What to work on:
Copy out every line exactly, passing over the pictures.
** START Available data **
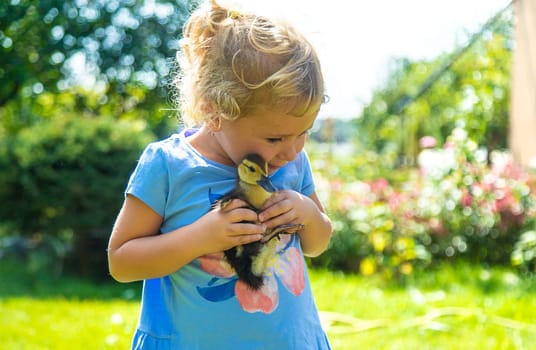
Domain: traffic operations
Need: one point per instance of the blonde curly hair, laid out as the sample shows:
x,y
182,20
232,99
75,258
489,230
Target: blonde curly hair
x,y
232,61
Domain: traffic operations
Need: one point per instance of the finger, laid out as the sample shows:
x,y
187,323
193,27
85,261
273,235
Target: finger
x,y
245,239
234,204
243,214
246,229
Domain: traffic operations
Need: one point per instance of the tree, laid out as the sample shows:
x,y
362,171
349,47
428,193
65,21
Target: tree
x,y
472,94
115,45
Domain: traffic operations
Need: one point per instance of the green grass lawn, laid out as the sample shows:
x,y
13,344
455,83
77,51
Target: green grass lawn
x,y
455,307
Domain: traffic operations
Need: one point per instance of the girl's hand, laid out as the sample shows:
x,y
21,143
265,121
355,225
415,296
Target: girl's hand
x,y
287,207
232,225
290,207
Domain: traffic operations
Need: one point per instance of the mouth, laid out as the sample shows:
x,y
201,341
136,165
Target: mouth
x,y
272,167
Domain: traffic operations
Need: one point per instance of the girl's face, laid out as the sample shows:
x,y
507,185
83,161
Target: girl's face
x,y
275,136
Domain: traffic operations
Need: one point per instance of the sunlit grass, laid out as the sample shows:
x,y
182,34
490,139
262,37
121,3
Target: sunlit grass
x,y
456,307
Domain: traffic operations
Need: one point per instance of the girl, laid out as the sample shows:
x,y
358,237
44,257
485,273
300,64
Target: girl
x,y
248,85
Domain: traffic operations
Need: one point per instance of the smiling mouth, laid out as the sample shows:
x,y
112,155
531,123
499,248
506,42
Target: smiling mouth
x,y
272,168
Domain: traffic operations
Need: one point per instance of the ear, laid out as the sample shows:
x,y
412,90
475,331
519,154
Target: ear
x,y
213,117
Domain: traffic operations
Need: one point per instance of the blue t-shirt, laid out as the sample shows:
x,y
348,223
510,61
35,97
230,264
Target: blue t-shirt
** END Available data **
Response below:
Domain: traffic operations
Need: one point per instance of the blonde curly hair, laid out as the sample shows:
x,y
182,20
232,99
75,258
489,230
Target: blonde curly hair
x,y
232,61
Domain: traffic operations
Need: one point per instance of the finger, laid out as the sample shows:
x,y
187,323
193,27
85,261
273,235
Target: finger
x,y
245,239
234,204
243,214
246,229
Domain: traffic operations
Need: one point per instance of the tree, laid out as the sample shows:
x,y
362,171
349,47
428,193
65,21
Target: tree
x,y
472,94
115,45
Domain: traffic operations
Need: one point per instance of the green grass lawn, laid out as the sample shows:
x,y
13,344
455,83
77,51
Target: green grass lawn
x,y
455,307
Domain: traffic operations
Need: one point per instance of the girl's hand, laid out as the sample shows:
x,y
21,143
265,121
355,225
415,296
Target: girl's hand
x,y
287,207
232,225
290,207
Domain: traffic operations
Need: one point per instance of the mouth, laid out as the sample shows:
x,y
201,341
136,165
Target: mouth
x,y
272,167
Domain: traffic operations
Need: one point per instance of the girl's face, laid out as the sample shows:
x,y
507,185
83,161
Target: girl's face
x,y
275,136
Domain: traffic operations
Need: one point per instance of the sunlit grass, laid out as the sample shows:
x,y
182,34
490,139
262,37
121,3
Target: sunlit grass
x,y
456,307
Domain: traffic operations
Need: one point per instance of the girl, laid out as the sample shows:
x,y
358,237
44,257
485,273
300,64
Target: girl
x,y
248,85
Domain: traffic operations
Need: one point per instance of the smiling mouth, laid out as the sample shows:
x,y
112,155
531,123
499,248
506,42
Target: smiling mouth
x,y
272,168
Domain: traffic operations
Need: one point per instance of the ear, laid out as the sample shows:
x,y
412,90
475,331
519,154
Target: ear
x,y
213,117
Domain: traffic operations
Need: one point per instance of the blue t-shirt, laid out as the sample shows:
x,y
348,223
510,61
35,97
230,264
Target: blue t-shirt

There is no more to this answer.